--- Data shown Enclosed Below ---

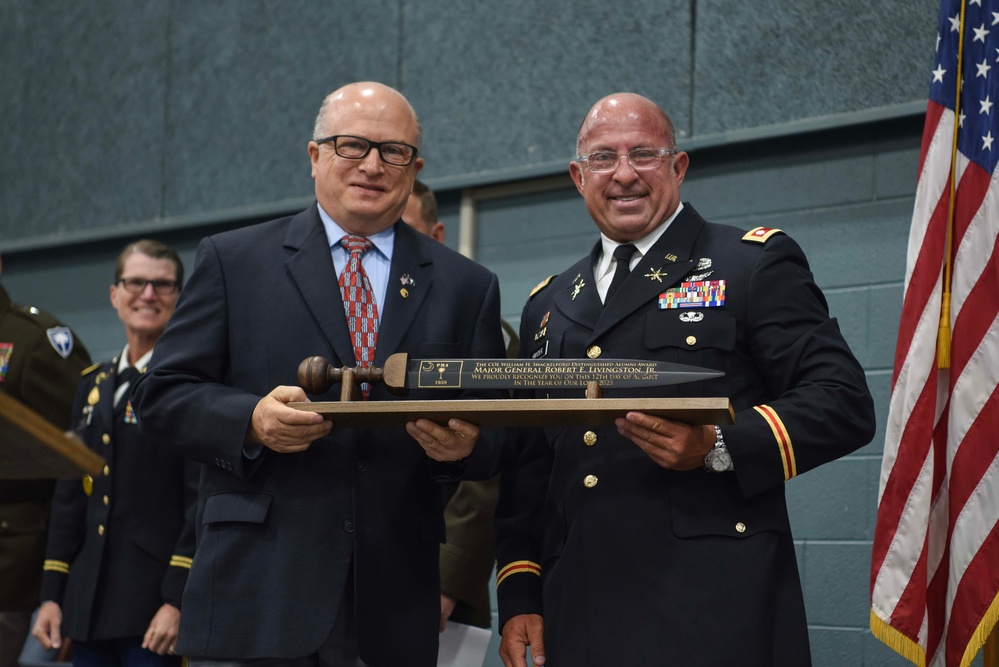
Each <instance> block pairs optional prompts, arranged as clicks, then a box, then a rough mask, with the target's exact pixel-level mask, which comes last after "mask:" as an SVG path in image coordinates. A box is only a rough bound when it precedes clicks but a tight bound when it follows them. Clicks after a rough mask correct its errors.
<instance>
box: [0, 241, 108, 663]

--- End of Enclosed Data shown ---
--- Data shown Enclosed Below ---

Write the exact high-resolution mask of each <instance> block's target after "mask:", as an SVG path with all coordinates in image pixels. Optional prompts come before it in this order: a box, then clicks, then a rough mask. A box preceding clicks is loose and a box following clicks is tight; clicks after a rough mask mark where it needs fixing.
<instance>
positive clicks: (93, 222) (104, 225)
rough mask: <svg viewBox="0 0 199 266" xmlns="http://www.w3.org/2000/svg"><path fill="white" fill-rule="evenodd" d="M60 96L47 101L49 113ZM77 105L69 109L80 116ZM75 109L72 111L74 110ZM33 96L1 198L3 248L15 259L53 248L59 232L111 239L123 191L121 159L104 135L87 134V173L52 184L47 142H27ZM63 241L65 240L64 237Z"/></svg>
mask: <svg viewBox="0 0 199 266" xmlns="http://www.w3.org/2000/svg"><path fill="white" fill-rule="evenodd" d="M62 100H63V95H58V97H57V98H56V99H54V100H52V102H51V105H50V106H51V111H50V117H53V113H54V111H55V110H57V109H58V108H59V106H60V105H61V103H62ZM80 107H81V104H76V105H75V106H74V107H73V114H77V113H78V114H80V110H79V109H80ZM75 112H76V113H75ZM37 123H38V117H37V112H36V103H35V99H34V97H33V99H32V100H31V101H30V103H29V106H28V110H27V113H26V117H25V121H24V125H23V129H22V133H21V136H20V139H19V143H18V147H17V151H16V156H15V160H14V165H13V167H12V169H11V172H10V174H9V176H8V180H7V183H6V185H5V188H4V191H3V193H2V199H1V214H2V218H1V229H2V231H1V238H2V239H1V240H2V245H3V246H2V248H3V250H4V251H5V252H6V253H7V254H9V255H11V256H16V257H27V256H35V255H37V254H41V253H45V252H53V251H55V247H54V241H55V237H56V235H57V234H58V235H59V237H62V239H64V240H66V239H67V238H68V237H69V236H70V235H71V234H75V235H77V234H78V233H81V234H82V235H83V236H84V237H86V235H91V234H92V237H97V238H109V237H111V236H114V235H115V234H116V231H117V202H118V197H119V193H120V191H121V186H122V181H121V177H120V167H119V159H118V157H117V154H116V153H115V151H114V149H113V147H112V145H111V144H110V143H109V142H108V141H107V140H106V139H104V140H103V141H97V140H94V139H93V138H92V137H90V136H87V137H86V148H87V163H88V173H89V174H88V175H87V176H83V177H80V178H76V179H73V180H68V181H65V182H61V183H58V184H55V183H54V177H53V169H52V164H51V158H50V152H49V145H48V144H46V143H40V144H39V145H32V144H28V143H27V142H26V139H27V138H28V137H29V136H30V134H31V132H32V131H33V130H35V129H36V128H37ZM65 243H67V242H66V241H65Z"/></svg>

--- End of Enclosed Data shown ---
--- Data shown Enclosed Below ---

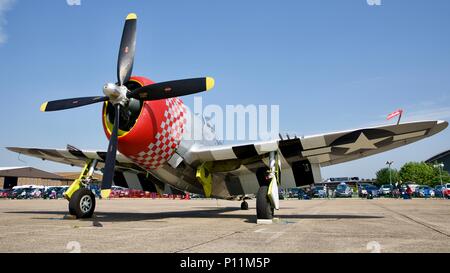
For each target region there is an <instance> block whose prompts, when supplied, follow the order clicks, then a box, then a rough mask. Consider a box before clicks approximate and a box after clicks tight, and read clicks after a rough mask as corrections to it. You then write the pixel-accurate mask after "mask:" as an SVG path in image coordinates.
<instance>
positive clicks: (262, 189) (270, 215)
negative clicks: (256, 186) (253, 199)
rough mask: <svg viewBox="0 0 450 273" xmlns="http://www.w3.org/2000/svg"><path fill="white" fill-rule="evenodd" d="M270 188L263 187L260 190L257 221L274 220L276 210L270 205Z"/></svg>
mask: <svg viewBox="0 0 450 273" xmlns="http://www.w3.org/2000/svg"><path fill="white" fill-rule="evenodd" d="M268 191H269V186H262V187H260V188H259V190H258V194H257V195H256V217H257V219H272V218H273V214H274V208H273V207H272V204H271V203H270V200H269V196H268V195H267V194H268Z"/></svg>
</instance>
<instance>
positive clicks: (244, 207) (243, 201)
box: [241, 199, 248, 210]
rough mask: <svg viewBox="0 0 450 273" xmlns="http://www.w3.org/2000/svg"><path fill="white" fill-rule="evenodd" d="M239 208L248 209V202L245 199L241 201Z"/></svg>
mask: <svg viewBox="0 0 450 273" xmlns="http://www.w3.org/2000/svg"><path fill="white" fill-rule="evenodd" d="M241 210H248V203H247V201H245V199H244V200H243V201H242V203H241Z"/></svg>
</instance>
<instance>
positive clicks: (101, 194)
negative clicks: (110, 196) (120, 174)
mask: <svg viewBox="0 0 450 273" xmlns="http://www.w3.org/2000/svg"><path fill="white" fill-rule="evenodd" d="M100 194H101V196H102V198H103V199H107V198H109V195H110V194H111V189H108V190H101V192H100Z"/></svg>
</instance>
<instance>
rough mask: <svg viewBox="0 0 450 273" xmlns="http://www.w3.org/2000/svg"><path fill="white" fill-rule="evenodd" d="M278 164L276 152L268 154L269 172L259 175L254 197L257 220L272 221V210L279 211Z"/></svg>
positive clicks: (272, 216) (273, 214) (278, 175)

--- End of Enclosed Data shown ---

Aim of the task –
Can you copy out the lines exactly, starting with the line that contains "Each <instance> block pairs" and going on through the line that contains "box: [0, 241, 108, 663]", with both of those lines included?

Result of this task –
Each <instance> block pairs optional prompts, arranged as clicks, then a box, then a rough mask, with the target's exact pixel-level mask, which comes last after "mask:" as an SVG path in image coordinates. A box is only a rough bound when it precedes clicks but a tight bound when it follows them. Clicks after a rough mask correct its errors.
<instance>
box: [0, 241, 108, 663]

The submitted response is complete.